▶ Exercise requirements
Quote exactly, and only, the lines from the one containing "# locate white shutter: put" through the end of the material below. Skip pictures.

_ _ _ _ _ _ _

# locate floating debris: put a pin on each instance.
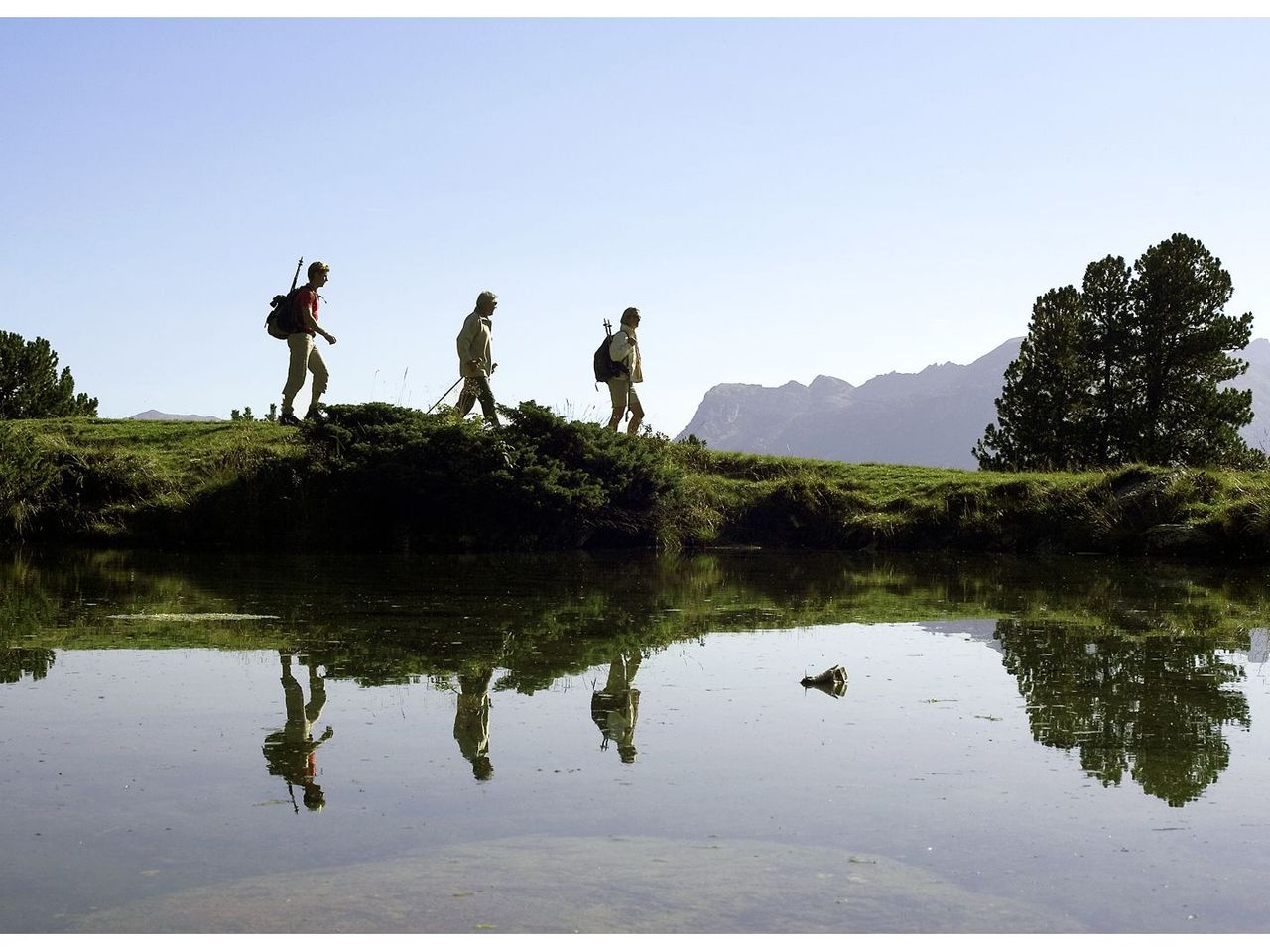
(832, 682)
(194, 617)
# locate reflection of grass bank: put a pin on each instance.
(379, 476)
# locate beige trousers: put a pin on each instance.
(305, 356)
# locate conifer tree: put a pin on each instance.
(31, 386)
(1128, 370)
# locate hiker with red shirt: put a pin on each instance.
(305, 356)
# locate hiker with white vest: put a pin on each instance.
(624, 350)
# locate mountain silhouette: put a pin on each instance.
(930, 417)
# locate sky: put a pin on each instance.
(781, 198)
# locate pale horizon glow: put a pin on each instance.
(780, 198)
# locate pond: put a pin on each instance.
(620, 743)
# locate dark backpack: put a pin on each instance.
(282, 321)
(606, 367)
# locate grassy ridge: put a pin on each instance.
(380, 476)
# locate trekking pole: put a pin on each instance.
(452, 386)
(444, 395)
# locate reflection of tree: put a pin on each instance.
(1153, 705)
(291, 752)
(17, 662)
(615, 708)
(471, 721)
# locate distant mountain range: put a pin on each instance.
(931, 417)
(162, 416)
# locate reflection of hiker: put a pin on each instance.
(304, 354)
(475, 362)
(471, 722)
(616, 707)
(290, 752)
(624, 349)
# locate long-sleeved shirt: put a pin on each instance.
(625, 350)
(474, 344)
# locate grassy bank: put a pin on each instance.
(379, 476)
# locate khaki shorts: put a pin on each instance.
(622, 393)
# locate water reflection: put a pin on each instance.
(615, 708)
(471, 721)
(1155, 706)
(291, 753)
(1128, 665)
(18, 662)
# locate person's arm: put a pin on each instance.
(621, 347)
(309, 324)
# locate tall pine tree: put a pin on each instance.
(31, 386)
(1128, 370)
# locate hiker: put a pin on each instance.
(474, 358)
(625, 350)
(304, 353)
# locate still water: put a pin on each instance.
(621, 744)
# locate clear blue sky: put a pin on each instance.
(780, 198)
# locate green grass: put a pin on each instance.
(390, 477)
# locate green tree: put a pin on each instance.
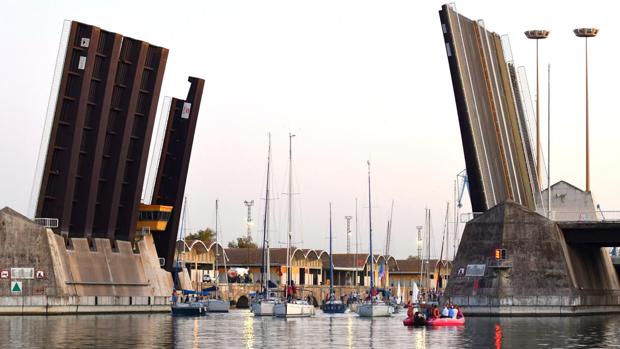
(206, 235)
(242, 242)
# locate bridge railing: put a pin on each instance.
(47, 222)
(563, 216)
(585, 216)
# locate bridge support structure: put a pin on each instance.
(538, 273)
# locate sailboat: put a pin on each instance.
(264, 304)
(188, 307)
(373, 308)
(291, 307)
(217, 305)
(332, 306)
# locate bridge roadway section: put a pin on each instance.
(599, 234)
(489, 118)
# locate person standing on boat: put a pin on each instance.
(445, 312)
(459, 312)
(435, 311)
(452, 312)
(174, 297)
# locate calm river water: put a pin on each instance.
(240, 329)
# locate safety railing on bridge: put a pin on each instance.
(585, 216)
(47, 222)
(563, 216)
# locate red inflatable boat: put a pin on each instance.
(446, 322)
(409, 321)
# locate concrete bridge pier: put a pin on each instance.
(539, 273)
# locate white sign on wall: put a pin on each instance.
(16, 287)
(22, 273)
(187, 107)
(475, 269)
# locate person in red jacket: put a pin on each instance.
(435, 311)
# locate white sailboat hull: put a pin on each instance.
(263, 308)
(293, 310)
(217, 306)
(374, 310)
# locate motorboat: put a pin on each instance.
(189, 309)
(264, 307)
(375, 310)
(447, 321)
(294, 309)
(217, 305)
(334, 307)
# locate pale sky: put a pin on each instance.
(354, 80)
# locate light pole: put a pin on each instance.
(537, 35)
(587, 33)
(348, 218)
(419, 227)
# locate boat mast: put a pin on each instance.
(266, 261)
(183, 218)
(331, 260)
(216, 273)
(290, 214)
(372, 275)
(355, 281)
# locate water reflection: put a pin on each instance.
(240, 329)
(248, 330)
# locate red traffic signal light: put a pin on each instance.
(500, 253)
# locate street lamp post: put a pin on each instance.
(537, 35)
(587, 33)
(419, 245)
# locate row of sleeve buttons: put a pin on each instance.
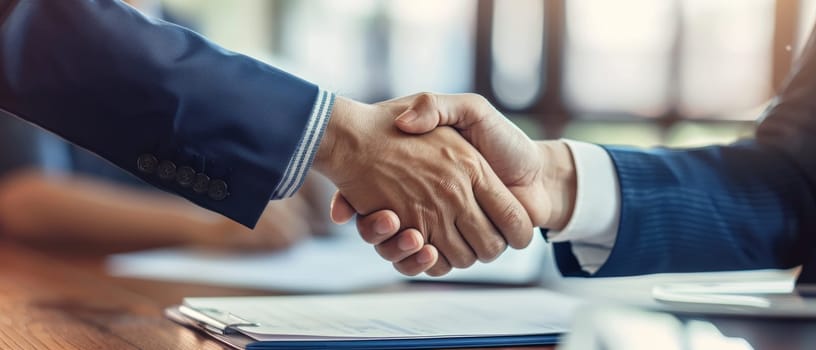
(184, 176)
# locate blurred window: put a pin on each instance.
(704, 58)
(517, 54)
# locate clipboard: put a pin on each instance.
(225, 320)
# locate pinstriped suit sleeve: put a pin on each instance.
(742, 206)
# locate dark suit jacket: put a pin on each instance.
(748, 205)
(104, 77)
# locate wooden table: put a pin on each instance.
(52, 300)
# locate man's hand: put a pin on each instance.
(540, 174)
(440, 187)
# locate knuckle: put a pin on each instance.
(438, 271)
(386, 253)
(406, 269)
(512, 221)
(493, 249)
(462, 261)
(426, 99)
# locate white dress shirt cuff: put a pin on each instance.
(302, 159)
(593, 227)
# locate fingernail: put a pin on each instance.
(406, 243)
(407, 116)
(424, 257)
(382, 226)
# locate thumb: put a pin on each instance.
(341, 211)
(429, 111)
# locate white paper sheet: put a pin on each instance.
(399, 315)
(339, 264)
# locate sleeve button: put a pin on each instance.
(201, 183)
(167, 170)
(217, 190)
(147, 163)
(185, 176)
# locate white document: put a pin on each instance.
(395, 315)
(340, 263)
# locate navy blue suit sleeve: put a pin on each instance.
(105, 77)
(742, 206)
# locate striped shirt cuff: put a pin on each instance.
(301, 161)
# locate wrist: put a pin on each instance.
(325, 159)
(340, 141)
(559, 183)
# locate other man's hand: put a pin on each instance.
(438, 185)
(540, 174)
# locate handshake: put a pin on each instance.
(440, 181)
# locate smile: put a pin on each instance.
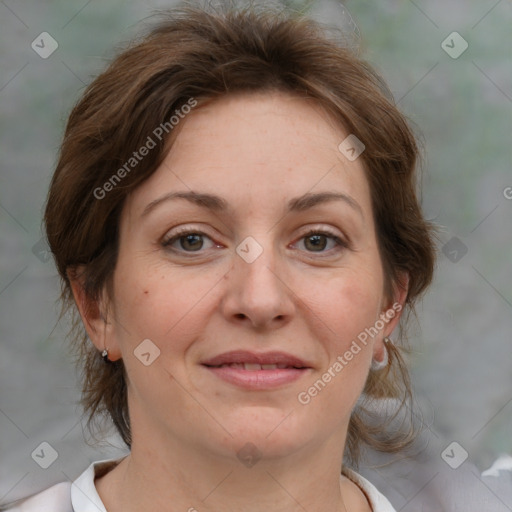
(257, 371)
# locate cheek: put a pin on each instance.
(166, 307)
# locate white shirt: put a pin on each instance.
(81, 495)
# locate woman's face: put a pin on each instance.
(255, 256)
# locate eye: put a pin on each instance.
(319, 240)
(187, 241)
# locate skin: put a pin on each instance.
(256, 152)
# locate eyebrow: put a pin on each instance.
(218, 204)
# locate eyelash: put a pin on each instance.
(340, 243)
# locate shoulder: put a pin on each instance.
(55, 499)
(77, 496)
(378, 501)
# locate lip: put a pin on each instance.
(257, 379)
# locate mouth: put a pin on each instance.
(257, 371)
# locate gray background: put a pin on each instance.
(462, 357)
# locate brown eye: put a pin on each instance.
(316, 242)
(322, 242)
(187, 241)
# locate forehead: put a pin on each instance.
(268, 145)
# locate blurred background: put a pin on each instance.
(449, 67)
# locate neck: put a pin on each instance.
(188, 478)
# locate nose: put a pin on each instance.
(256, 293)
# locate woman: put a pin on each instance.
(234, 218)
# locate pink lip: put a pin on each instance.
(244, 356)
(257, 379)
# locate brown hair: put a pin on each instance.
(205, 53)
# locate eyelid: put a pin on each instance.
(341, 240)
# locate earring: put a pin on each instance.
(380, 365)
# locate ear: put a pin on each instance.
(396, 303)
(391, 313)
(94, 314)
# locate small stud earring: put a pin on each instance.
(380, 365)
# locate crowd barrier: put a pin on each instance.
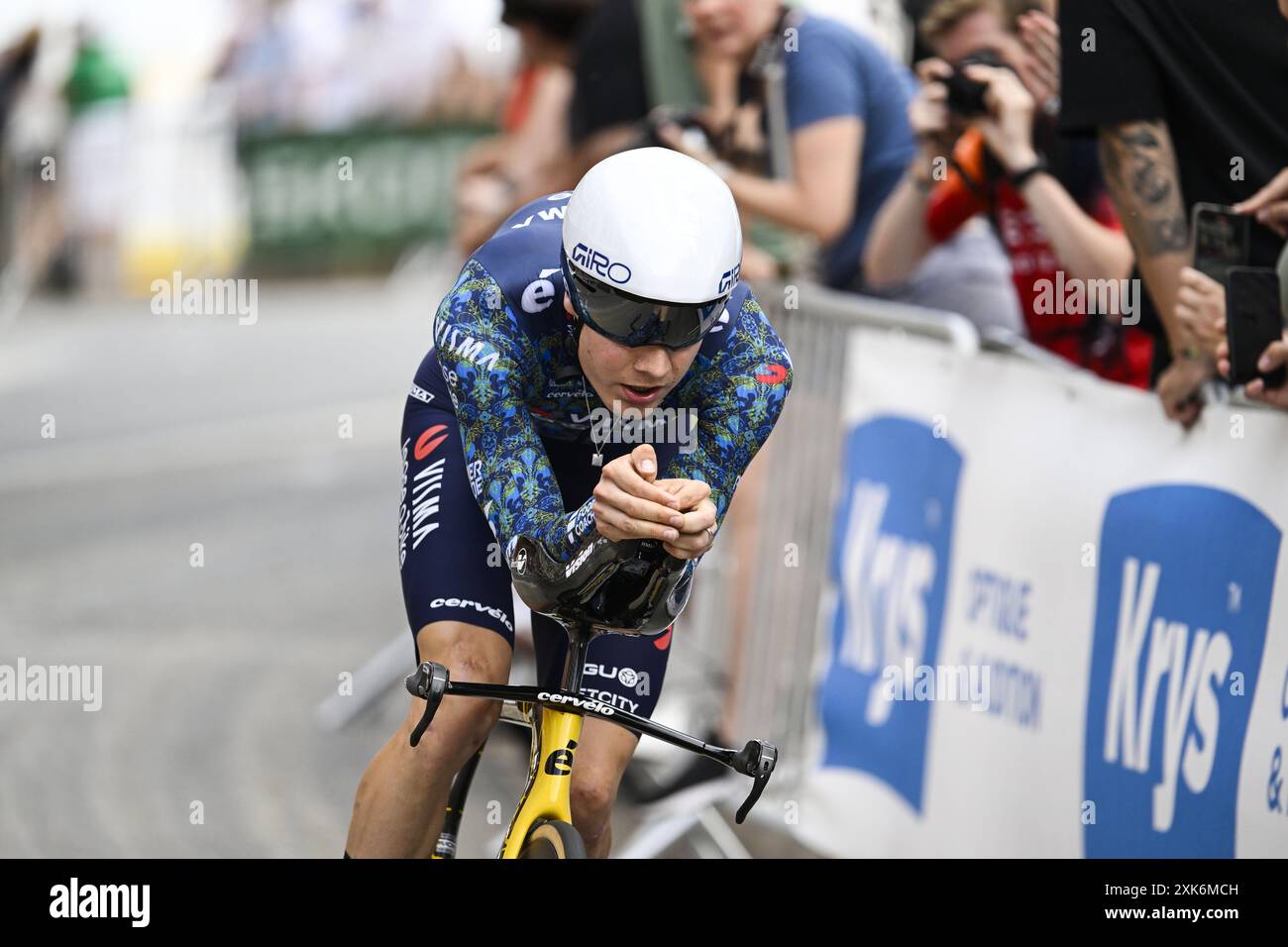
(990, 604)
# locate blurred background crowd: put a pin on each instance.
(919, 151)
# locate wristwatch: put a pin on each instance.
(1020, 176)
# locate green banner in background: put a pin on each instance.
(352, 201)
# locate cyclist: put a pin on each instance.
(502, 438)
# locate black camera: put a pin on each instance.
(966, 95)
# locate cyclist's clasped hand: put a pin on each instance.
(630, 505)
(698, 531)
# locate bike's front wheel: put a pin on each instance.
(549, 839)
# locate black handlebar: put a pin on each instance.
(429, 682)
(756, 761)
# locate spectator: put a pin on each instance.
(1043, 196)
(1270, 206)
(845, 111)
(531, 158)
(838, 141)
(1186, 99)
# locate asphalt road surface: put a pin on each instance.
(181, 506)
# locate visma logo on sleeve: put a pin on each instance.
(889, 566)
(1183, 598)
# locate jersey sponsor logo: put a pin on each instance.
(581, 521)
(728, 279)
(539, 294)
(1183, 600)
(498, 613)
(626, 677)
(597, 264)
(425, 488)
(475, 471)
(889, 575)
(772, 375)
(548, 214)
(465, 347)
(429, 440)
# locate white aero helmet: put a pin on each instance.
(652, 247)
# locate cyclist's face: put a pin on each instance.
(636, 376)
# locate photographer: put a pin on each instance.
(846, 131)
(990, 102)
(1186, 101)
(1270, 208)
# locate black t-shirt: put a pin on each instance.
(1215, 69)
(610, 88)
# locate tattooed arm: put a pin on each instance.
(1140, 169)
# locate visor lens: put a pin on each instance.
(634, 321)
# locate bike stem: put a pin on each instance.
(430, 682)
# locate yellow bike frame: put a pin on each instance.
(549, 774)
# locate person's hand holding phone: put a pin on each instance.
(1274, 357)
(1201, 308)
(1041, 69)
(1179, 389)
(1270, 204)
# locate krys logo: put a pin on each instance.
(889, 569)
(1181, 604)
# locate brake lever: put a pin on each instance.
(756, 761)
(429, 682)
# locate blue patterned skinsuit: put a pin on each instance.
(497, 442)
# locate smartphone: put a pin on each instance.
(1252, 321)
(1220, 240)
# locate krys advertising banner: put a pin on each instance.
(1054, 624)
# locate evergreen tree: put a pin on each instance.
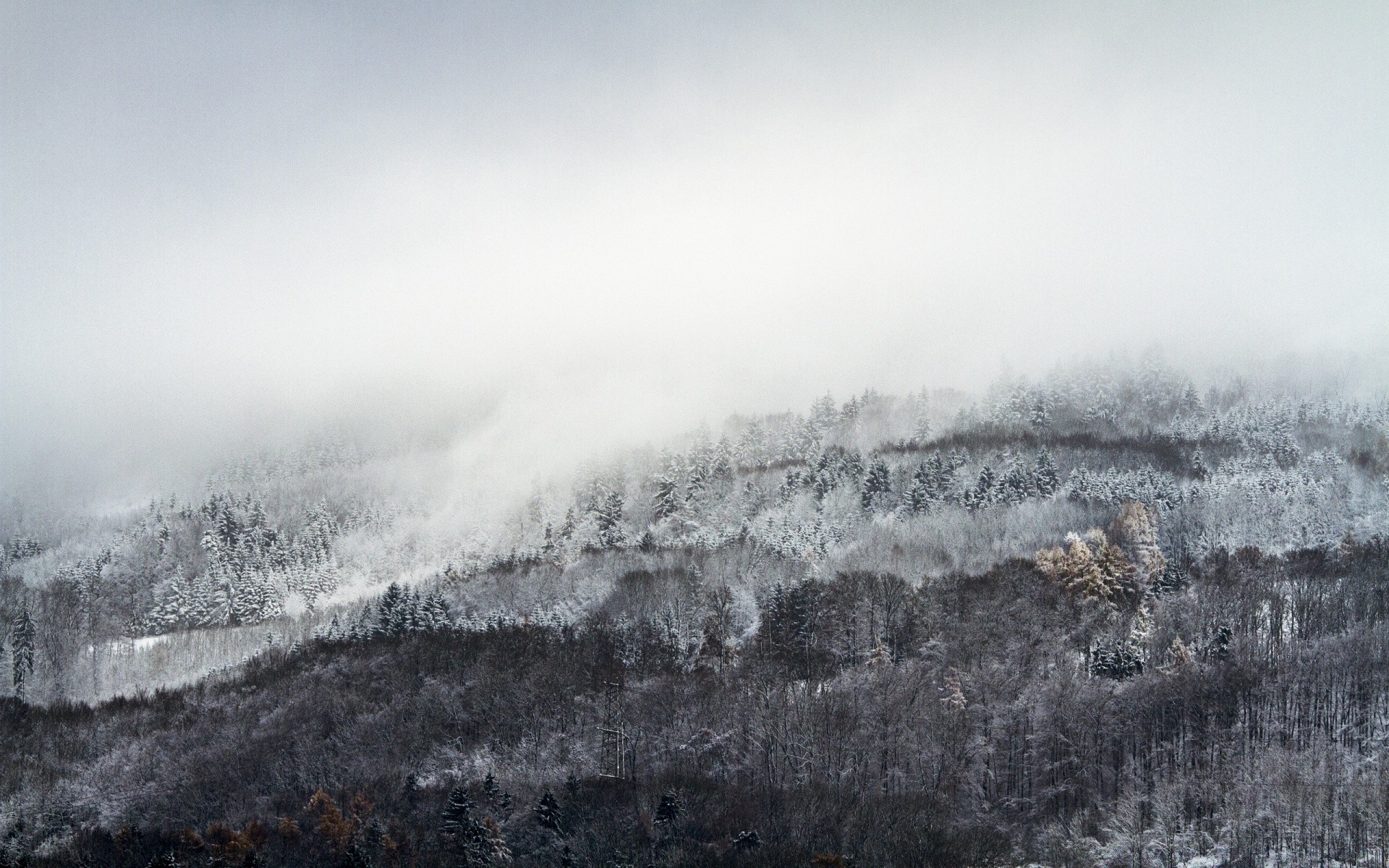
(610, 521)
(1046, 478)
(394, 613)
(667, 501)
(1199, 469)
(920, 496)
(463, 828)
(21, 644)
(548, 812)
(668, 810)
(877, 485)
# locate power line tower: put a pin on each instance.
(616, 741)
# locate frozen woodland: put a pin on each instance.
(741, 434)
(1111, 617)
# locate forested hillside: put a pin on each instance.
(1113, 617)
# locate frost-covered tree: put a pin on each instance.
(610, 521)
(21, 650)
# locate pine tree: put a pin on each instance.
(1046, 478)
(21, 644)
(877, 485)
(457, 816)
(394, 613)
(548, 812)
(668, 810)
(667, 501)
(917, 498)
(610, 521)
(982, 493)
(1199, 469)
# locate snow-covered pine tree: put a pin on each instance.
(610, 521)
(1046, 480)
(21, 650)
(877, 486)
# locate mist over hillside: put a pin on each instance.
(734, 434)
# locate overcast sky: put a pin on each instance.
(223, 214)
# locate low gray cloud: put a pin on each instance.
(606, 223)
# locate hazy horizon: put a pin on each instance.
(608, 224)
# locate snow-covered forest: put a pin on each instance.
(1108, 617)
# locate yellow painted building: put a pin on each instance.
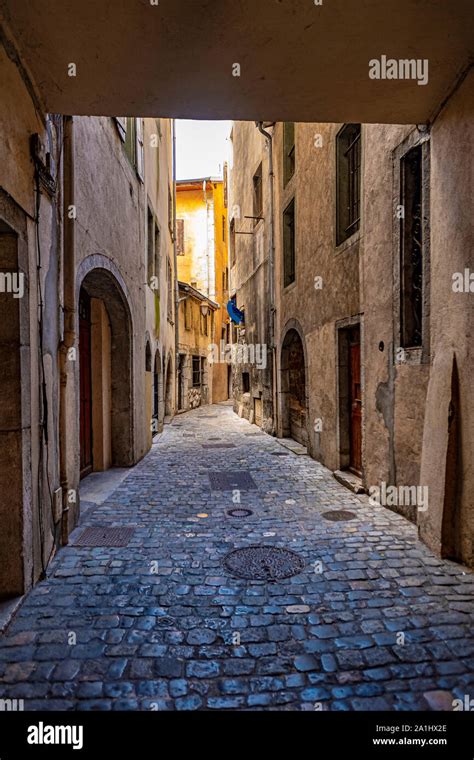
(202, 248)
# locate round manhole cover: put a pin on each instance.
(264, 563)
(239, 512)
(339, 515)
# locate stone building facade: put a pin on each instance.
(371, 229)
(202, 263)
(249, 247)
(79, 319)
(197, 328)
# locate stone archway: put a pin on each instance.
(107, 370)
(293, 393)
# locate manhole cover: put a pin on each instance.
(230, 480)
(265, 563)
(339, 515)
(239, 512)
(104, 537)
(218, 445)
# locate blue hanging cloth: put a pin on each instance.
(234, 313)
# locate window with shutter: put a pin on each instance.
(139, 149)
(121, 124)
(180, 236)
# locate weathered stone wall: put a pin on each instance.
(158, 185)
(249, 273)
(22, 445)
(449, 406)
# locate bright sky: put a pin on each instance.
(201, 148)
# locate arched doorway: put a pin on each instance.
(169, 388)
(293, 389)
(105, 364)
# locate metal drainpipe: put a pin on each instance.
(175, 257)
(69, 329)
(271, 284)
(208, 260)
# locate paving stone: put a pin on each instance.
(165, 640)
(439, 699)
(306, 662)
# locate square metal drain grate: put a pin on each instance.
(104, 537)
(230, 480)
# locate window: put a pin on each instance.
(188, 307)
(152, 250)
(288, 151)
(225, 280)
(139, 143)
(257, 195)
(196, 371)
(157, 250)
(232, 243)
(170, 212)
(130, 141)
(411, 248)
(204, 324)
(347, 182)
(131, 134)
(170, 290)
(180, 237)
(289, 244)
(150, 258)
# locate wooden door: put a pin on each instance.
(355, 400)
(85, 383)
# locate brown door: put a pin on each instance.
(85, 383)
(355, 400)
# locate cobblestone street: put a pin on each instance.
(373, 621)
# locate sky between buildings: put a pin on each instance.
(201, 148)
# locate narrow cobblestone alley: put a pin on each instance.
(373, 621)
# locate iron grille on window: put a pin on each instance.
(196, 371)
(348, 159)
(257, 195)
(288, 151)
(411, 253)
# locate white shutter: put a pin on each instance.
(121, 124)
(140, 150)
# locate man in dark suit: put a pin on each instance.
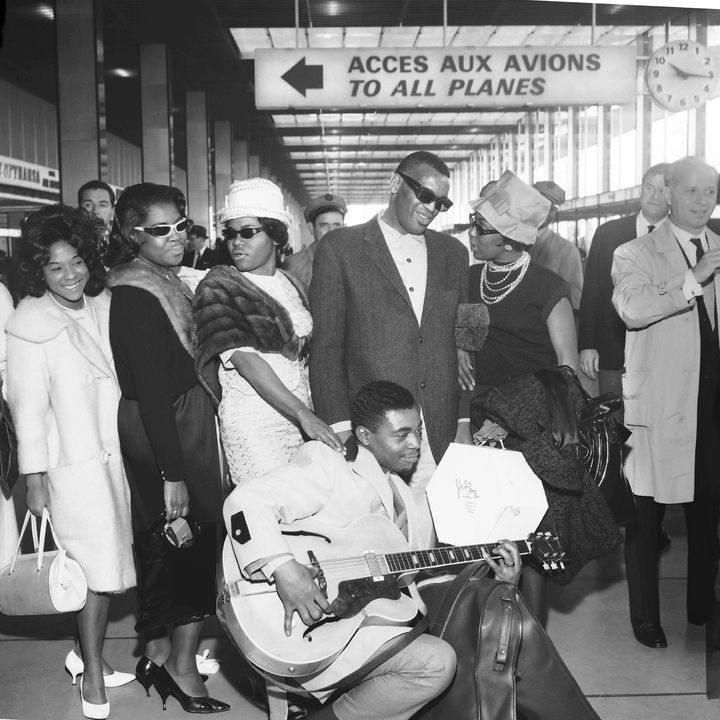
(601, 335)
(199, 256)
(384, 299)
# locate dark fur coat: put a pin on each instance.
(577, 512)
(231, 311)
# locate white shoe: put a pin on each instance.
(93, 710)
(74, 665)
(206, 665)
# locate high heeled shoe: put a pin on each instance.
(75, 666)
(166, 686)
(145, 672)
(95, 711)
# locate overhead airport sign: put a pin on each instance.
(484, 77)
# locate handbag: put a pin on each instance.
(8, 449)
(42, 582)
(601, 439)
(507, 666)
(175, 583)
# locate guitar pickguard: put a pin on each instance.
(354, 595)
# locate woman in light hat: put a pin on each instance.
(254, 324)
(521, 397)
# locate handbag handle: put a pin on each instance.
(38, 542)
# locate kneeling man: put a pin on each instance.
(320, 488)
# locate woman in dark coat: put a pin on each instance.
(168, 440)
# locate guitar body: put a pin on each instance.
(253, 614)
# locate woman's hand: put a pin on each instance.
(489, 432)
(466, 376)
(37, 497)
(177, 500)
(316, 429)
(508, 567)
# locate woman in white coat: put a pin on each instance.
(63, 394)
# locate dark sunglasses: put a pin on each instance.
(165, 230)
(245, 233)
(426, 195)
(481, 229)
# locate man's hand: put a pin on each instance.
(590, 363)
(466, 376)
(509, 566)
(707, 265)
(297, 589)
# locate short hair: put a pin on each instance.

_ _ _ _ _ _ _

▶ Written reply
# locate white shutter: put a pin on each instance.
(121, 124)
(140, 150)
# locate man in dark suit: put a pin on each instance.
(601, 335)
(199, 256)
(384, 299)
# locate dark fur coat: put a pin on each instance.
(577, 512)
(231, 311)
# locate white shoe: put a pin on each instance.
(93, 710)
(74, 665)
(206, 665)
# locate high heeled shoe: put a pin on each instance.
(75, 666)
(166, 686)
(145, 672)
(95, 711)
# locate overhead airport sign: put a pin on each instance.
(484, 77)
# locate handbag: put a pin on each instance.
(8, 449)
(42, 582)
(601, 439)
(507, 666)
(175, 583)
# locate guitar pickguard: put a pin on each instance.
(354, 595)
# locate woman in light hat: put a pin on each instance.
(254, 324)
(521, 397)
# locate handbag handle: put a pin on each instance.
(38, 542)
# locate kneeling man: put a pin on each instance.
(320, 488)
# locate woman in dark coat: put a pin on each instance.
(168, 440)
# locate guitar body: put a pin on each instance.
(253, 614)
# locate woman's hand: put a pin on each instance.
(489, 432)
(466, 376)
(37, 497)
(177, 500)
(316, 429)
(508, 567)
# locate woman in white coat: put a pin on each instance.
(63, 394)
# locate dark sunglasses: put a pin on each instance.
(165, 230)
(245, 233)
(426, 195)
(481, 229)
# locate man's hand: put a pin on each instance.
(590, 363)
(466, 376)
(509, 566)
(707, 265)
(297, 589)
# locate short hair: put a pin on each instance.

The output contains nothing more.